▶ _WORK ITEM_
Drop the images. Copy every line below character for character.

[Image point grounding data]
^^^^
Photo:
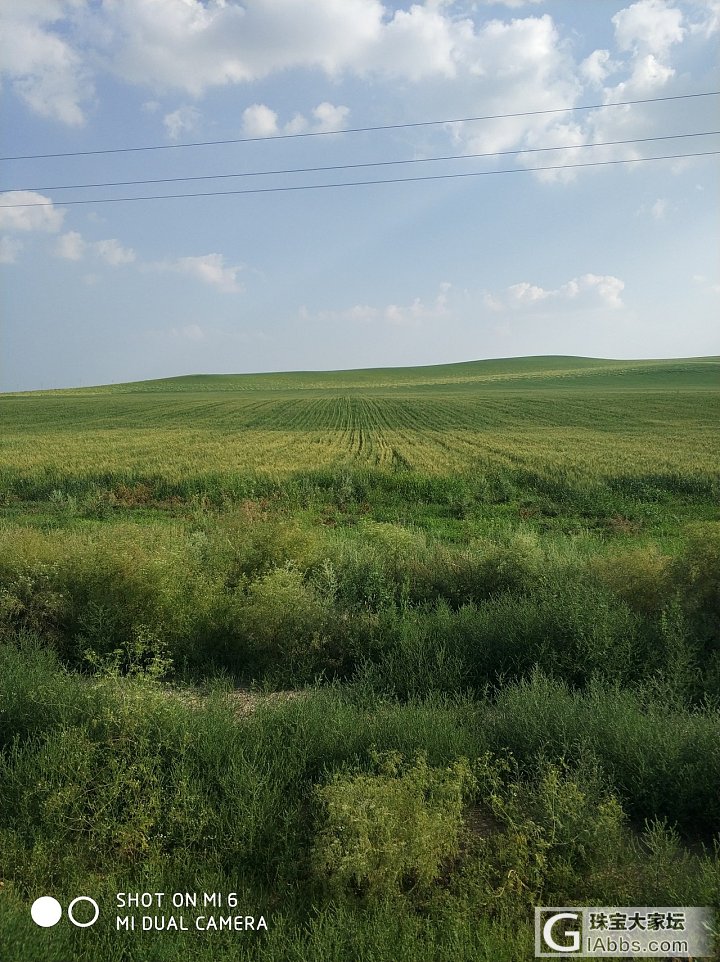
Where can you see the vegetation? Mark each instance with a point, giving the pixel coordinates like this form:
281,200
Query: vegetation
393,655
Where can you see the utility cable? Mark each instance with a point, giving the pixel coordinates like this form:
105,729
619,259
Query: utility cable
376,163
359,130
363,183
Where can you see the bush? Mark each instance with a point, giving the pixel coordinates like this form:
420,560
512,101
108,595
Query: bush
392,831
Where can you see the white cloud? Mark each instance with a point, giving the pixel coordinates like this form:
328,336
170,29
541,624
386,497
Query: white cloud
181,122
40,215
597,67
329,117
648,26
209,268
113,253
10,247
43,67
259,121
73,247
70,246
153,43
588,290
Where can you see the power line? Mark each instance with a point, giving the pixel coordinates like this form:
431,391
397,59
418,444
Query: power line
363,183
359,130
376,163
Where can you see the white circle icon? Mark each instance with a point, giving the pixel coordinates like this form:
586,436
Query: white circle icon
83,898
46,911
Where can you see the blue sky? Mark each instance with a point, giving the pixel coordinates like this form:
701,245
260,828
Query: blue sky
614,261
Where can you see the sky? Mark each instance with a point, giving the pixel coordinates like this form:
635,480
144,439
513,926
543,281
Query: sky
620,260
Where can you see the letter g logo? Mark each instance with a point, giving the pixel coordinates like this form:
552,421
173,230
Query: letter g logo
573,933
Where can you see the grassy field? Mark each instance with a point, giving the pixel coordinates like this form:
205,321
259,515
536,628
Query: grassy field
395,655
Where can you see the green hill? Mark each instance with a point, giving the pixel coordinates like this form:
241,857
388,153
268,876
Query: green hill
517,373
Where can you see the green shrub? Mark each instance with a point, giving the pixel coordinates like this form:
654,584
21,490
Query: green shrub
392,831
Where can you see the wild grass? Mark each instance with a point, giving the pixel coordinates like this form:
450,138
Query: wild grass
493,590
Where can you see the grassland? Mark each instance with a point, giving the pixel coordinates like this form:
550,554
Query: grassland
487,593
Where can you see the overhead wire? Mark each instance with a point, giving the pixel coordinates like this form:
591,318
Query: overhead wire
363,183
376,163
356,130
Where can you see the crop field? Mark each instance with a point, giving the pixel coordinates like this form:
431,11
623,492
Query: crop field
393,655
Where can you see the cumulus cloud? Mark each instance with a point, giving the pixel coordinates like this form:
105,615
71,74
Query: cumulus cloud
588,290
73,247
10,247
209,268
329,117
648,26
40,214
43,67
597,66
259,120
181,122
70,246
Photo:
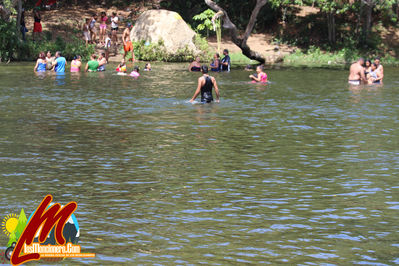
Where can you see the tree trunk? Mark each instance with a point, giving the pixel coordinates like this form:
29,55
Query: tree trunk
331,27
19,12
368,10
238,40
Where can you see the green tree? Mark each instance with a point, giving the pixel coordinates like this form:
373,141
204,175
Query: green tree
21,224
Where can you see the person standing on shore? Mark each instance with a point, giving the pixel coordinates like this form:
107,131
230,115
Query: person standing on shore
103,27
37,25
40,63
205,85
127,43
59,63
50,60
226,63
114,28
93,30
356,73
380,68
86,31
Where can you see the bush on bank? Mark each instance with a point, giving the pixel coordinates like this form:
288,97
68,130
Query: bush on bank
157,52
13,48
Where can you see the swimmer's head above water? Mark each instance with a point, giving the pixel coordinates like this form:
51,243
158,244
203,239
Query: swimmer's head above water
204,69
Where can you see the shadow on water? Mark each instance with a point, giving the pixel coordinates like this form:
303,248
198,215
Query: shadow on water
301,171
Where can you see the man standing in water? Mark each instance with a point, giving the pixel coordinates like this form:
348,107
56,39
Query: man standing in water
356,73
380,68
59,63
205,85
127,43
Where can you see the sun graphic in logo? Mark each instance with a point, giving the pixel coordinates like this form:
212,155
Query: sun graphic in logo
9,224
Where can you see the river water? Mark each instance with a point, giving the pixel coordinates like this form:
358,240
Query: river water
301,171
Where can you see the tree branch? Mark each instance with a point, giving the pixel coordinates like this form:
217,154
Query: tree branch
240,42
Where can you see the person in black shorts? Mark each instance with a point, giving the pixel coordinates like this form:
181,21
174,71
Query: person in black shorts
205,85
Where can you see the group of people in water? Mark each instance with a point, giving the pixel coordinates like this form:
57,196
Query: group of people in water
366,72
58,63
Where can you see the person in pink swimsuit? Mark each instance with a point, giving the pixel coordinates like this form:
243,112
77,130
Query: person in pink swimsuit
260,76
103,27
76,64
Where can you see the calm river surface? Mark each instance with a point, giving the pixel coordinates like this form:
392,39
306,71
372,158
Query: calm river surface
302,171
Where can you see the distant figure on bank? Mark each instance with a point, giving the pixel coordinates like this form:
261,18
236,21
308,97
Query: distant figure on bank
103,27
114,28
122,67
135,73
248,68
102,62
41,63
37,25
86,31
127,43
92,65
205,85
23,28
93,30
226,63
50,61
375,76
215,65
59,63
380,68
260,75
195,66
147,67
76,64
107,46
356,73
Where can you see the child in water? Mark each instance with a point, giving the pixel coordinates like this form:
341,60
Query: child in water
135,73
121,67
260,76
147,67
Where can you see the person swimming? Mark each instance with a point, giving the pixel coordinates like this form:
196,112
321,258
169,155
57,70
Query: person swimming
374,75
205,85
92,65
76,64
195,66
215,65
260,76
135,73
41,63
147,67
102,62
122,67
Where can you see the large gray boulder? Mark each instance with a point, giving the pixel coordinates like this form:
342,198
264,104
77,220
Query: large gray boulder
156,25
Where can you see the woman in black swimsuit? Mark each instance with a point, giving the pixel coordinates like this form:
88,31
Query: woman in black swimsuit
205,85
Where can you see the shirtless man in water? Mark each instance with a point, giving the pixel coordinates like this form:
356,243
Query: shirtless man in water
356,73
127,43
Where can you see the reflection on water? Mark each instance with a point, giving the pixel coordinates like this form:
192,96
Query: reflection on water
^^^^
▶ _REPLY TO THE TASK_
Photo:
Where can you see the vegetation? Mark each instance with a point, giving the pixel coordinates like this form:
281,200
Query: vegetation
393,655
Where can you see the utility cable? Mark each instance with a point, giving the pixel coordinates like this form:
105,729
619,259
Query: utility cable
376,163
359,130
363,183
Where can you see the bush? Mark each instance with a point, giving the pixel coordinates like this form:
420,560
512,101
108,595
Query: bush
392,831
Where can you see the white cloud? Mark each instance with a point, giving the pixel coordinates like this form:
328,336
170,29
541,624
386,497
Query: white cloud
181,122
40,215
597,67
329,117
648,26
209,268
113,253
10,247
43,67
259,121
73,247
70,246
153,43
588,290
Where can you see the power line? Mark each instance with a point, giving the pixel coordinates like this form:
431,391
397,59
418,444
Query: power line
363,183
359,130
376,163
Where can you see the white circle icon? Mark each instance with a point, giving the pixel coordinates like this form:
586,436
Query: white circle icon
83,898
46,911
Where can you see the blue sky? Mark each instance with a point, giving the pixel coordinates like this form:
701,245
260,828
Query: blue sky
614,261
Where can you see the sky? Mark each instance with a point, giving the pixel coordinates like this form:
635,480
144,439
513,926
543,281
Query: sky
620,260
Where can you see the letter g logo? Mark each instance with a point, giving the pixel coordinates like this form:
552,421
173,230
Query: letter g logo
573,933
Where can you see the grassy field? Mark each instance with a point, giving the pixel coordinates like this form:
205,321
259,515
536,628
Query: grassy field
395,655
Where can you see the green hill? Mark each instance with a point, giving the pixel coordinates like this form:
241,857
388,153
268,876
Query: green hill
517,373
Where can you see the green shrub? Mark each instance with a point, giving the pixel coordinates like this form:
654,584
21,490
Query: green shrub
392,831
Where can you see the wild grass? Mark each instance with a point, giving the pixel coordinates like this form:
450,138
Query: wild grass
493,590
Where can you see the grassland? Mark each instance with a point, giving the pixel coordinates like this form:
550,554
Query: grassland
487,593
Where can you see the overhead wire? Mark each instance with a point, giving the pixel coordinates like this form:
591,318
Query: overhead wire
363,183
376,163
356,130
Where can you see the crop field? Mark each instance with a point, giving the pixel coordinates like this form:
431,11
623,492
Query: crop field
393,655
Where can you see the cumulus cloud? Mark each instance with a point, giving the pixel coordinates like this form:
105,615
71,74
Query: cumulus cloud
588,290
73,247
10,247
209,268
329,117
648,26
40,214
43,67
597,66
259,120
181,122
70,246
Photo:
Where can you see the tree trunk? Mark each instance with a point, giving the pixel coordinates like this form:
29,55
Query: tree trunk
331,27
19,12
368,10
238,40
Where can you see the green tree? Mark each instance with a point, giving the pixel coordinates like this form:
373,141
204,175
Query: green tree
21,224
Where can you see the person standing on shore? Mark each instance with a point, giving the pixel coordinates like this form:
107,131
230,115
Query: person standing on shore
103,27
37,25
40,63
205,85
127,43
59,63
50,60
226,63
114,28
93,30
356,73
380,68
86,31
Where can you see the bush on bank? Mark each instance with a point, giving the pixel coordinates like this form:
288,97
68,130
Query: bush on bank
157,52
13,48
Where can you see the swimmer's head above water? Mark each instance with a point, giving the pixel coordinates like this form:
51,243
158,244
203,239
Query: swimmer's head above water
204,69
Where can you see the shadow on water? Mark each instance with a point, giving the pixel coordinates like this form:
303,248
198,215
Query: shadow on water
301,171
Where can you see the man standing in water? Mark each instance with a point, giving the pixel coordinates like this form:
348,107
56,39
Query: man standing in water
356,73
380,68
59,63
205,85
127,43
Where can you see the sun graphic in logo? Mark each instance with a point, giving the pixel coordinates like this form:
212,155
Query: sun graphic in logo
9,224
Where can you see the river water? Mark each instance with a point, giving the pixel coordinates like this form:
358,240
Query: river water
301,171
Where can you see the tree branch? Mark each instance with a point, giving the pixel coordinates like this form:
217,154
Query: tree branch
240,42
Where can you see the person in black shorts? Mark each instance with a point, giving the pixel coordinates like this form:
181,21
174,71
Query: person in black shorts
205,85
Where can you see the group of people in water? Mark each instance with a point, giving the pixel coordinates like this form:
57,196
Query: group of people in water
366,72
58,63
Where can you see the person in pink swimsuit? Mark each instance with a point, giving the pixel coordinates like this form:
243,112
77,130
Query: person in pink swimsuit
260,76
103,27
76,64
Where can you see the calm river surface? Mark each instance with a point, giving the pixel coordinates like this form:
392,39
306,71
372,158
Query: calm river surface
302,171
Where can you see the distant figure on bank? Mark each instance with a point, giving the pixel coordinates like this form:
261,18
236,21
308,97
Query: distant figure on bank
103,27
114,28
122,67
135,73
248,68
102,62
41,63
37,25
86,31
127,43
92,65
205,85
23,28
93,30
226,63
50,61
375,76
215,65
59,63
380,68
260,75
195,66
147,67
76,64
107,46
356,73
Where can you see the child in water? Mark each instance with a point, giving the pixel coordinates like this form:
341,60
Query: child in water
135,73
121,67
260,76
147,67
Where can you see the person swimming? Mark each instance with a point, giving the pixel coordinates like this form:
196,112
321,258
169,155
57,70
Query: person swimming
374,75
205,85
92,65
76,64
195,66
215,65
260,76
135,73
41,63
147,67
102,62
122,67
Where can you see the large gray boulder? Mark each instance with a point, giving the pixel coordinates like this form:
342,198
264,104
77,220
Query: large gray boulder
156,25
Where can you see the woman in black swimsuit? Mark each instance with a point, giving the pixel coordinates like this form:
88,31
Query: woman in black swimsuit
205,85
Where can you see the shirtless man in water? Mark each instance with a point, giving the pixel coordinates like this form:
356,243
Query: shirtless man in water
356,73
127,43
Where can you see the reflection on water? Mark each instance with a point, giving the pixel coordinates like this form:
192,96
Query: reflection on water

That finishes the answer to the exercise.